Region labeling items:
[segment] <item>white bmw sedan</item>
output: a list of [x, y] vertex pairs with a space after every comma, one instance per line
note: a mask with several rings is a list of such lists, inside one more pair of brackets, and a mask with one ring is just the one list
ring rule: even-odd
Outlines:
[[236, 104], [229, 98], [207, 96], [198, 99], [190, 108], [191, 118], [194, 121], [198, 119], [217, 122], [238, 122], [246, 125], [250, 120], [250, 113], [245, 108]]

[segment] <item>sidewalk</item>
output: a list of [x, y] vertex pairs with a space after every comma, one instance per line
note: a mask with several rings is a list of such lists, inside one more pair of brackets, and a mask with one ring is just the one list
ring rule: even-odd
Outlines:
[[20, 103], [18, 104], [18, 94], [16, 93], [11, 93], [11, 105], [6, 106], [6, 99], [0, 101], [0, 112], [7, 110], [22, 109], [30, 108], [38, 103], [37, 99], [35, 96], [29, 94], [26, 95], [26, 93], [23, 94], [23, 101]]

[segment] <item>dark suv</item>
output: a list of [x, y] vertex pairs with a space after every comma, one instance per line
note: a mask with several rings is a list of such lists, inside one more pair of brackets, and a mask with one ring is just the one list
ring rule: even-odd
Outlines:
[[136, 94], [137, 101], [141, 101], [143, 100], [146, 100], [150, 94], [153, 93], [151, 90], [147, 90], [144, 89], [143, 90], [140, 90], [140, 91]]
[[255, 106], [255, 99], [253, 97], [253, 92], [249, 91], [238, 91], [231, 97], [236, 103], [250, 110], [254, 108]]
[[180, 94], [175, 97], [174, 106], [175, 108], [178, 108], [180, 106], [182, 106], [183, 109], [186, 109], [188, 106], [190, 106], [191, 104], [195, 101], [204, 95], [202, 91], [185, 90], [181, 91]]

• Work required
Convert everything from the line containing "[segment] <item>dark suv</item>" down to the last of the lines above into a Markdown table with the columns Row and Line, numbering each row and leaving out blank lines.

• Exercise output
| Row | Line |
|---|---|
| 1 | [segment] <item>dark suv</item> |
| 2 | output: a list of [x, y] vertex pairs with a space after every comma, one instance per line |
| 3 | note: a mask with several rings is a list of such lists, inside one more pair of brackets, and a mask with one ring is just the one list |
| 4 | ring rule: even-odd |
| 5 | Outlines: |
| 6 | [[136, 94], [137, 101], [141, 101], [143, 100], [146, 100], [150, 94], [153, 93], [151, 90], [147, 90], [144, 89], [143, 90], [140, 90], [140, 91]] |
| 7 | [[255, 106], [255, 99], [253, 97], [253, 92], [249, 91], [238, 91], [231, 97], [236, 103], [250, 110], [254, 108]] |
| 8 | [[180, 94], [175, 97], [174, 106], [175, 108], [178, 108], [180, 106], [182, 106], [183, 109], [186, 109], [188, 106], [190, 106], [191, 104], [195, 101], [204, 95], [202, 91], [185, 90], [181, 91]] |